**KUTIPAN TEKS:**
****************************************
Begitu terbangun ia mendapati dirinya sudah di rumah sakit dengan perban di tangannya. Ia pun akhirnya dibawa pulang menuju kamar team ta'mir. Malamnya ia tidur dengan rasa njarem di sekujur tubuh. Di tengah tidurnya ia bermimpi. Ia melihat karpet, tiang, tangga, dan atap masjid mengeluh kepada Allah ta'ala. Mereka mengeluh karena setiap hari digunakan sujud, bertemu, diinjak, dan menaungi seorang munafik. Kelihatannya santri tapi mau juga pacaran. Sudah tahu bahwa "pezina hanya pantas untuk pezina". Bukankah ketika pacaran, mata, telinga, dan hati-nya melakukan zina? Kelihatannya ta'mir masjid, pengurus masjid, tapi kok subuhan sering kesiangan. Bahkan tak jarang sholat subuhnya barengan dengan waktu dhuha. Namun begitu, semuanya mendoakan kebaikan untuk nya. Ia hanya bisa bengong saja. Ia semakin tertekan ketika tumpukan novelet karyanya tiba-tiba berbicara. Tulisannya itu menghujatnya. Ia pandai menulis tentang kebaikan, namun ia sendiri tidak mengamalkannya. Ia hanya memanfaatkan novelnya untuk meraih popularitas dan kebanggaan. Sang pemuda itu pun terbangun dan segera mengambil wudhu. Ia pun tersungkur semalaman dengan linangan air mata. Mengharap ampunan dari Sang Maha Pengampun atas banyaknya salah yang telah ia lakukan.
****************************************
**CUPLIKAN DATA:**
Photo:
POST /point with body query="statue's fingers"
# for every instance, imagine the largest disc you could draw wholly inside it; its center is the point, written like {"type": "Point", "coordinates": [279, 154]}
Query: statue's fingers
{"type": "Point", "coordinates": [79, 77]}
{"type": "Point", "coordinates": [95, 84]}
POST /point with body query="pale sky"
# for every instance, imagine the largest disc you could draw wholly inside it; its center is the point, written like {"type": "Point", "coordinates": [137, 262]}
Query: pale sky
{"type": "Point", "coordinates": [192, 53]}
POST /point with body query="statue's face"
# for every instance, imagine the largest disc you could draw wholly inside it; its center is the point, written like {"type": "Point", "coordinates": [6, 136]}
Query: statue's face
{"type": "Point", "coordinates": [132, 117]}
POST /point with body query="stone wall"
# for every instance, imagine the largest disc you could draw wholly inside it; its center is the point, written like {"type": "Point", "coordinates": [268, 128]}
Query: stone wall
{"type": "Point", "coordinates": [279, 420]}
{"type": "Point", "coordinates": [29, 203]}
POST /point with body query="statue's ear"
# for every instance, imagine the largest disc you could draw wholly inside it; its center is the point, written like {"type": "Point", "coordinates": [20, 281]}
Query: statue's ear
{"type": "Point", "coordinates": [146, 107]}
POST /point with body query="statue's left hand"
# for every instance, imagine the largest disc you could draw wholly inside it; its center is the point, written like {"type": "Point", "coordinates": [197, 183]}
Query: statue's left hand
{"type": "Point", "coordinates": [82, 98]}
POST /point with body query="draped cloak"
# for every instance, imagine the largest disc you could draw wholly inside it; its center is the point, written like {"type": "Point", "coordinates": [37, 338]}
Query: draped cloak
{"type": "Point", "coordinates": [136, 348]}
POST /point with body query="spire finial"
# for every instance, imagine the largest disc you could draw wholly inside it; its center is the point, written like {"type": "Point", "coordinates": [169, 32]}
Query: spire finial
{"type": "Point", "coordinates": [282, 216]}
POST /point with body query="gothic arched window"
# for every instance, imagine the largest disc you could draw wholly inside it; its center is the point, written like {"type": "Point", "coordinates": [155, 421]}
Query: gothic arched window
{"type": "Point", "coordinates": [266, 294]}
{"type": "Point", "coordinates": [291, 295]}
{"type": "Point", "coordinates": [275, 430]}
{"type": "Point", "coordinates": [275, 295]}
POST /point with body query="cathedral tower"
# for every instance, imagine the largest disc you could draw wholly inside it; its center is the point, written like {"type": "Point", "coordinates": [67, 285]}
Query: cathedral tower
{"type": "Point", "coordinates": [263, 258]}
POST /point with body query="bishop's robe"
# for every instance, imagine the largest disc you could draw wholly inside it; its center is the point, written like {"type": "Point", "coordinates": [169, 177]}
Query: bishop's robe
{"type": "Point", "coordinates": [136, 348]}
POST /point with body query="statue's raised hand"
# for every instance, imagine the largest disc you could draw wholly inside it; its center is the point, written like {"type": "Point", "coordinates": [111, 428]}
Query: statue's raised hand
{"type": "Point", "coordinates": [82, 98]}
****************************************
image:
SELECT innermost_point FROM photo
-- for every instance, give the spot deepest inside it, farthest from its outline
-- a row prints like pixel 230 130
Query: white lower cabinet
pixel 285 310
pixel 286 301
****************************************
**PETUNJUK PENGERJAAN:**
Jawab singkat berdasarkan kutipan tentang pemuda ta'mir masjid:
(a) Di mana ia mendapati dirinya begitu terbangun pertama kali?
(b) Benda apa saja yang mengeluh kepada Allah ta'ala dalam mimpinya?
(c) Apa yang segera ia lakukan setelah terbangun dari mimpi itu?
Catatan tidak diperlukan untuk soal ini.

**JAWABAN BENAR:**
(a) Di rumah sakit, dengan perban di tangannya.
(b) Karpet, tiang, tangga, dan atap masjid.
(c) Ia segera mengambil wudhu.